#### Brief:
Please repeat the lines verbatim, beginning with the line containing "Where can the parked" and ending with the line containing "[1088, 606]", both included.

#### Dataset records:
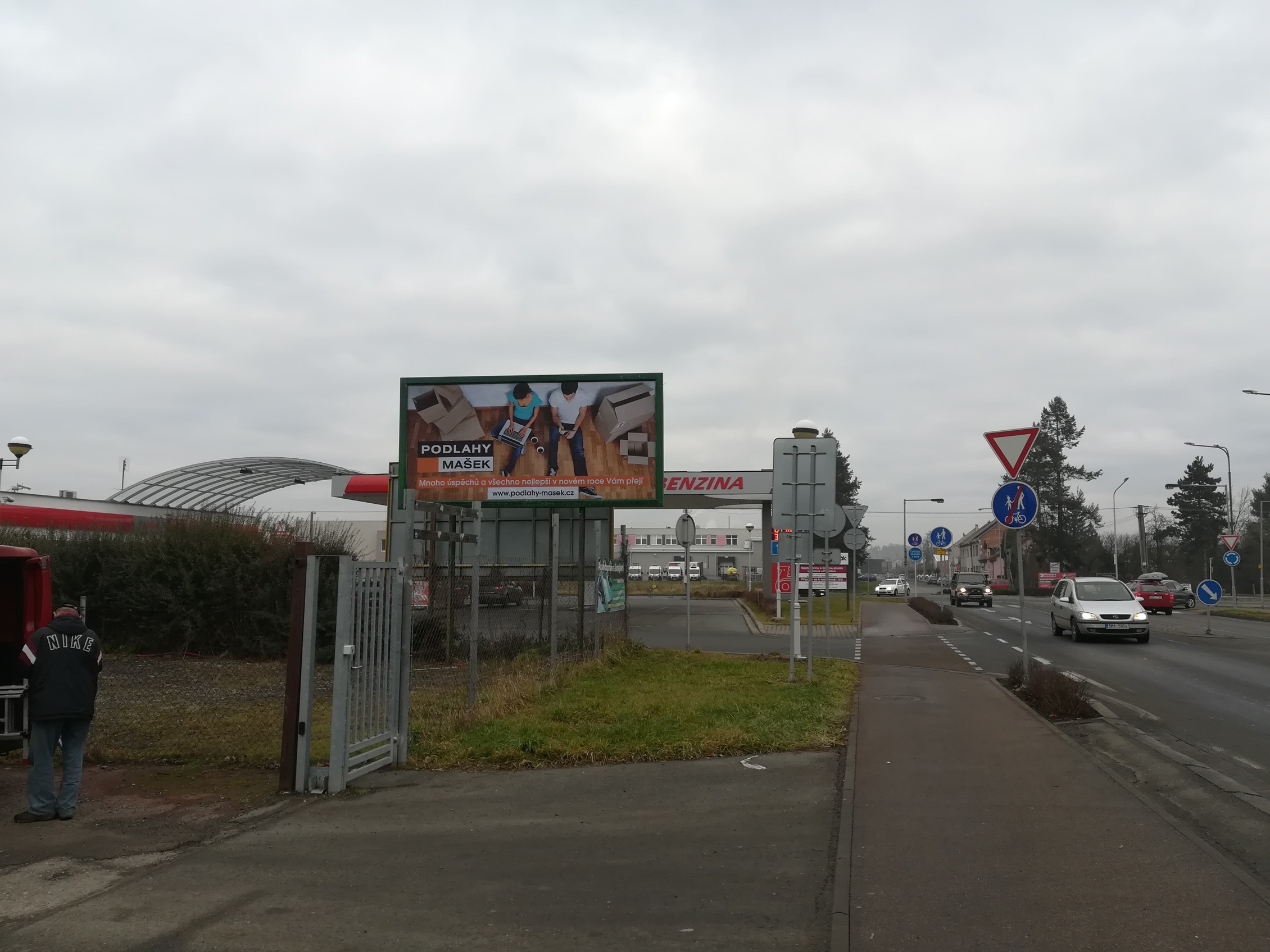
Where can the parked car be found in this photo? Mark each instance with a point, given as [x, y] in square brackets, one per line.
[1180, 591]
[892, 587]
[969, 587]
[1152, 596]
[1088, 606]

* * *

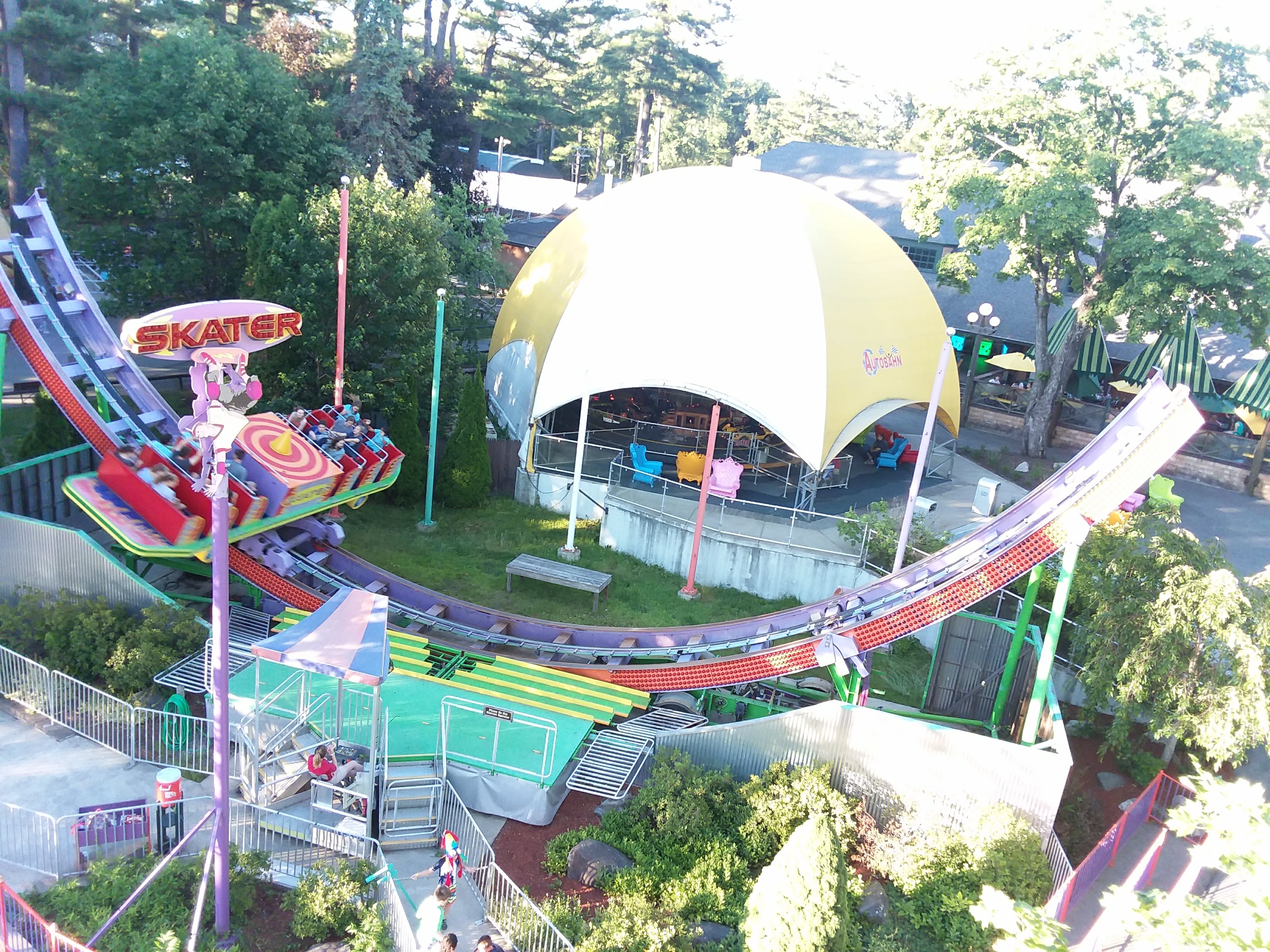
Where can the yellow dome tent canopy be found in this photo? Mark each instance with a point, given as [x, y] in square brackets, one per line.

#### Answer in full:
Where can the parked car be found in this photo? Mark each instance with a point, given as [x, y] in square brackets, one per line.
[1180, 591]
[892, 587]
[969, 587]
[1152, 596]
[1088, 606]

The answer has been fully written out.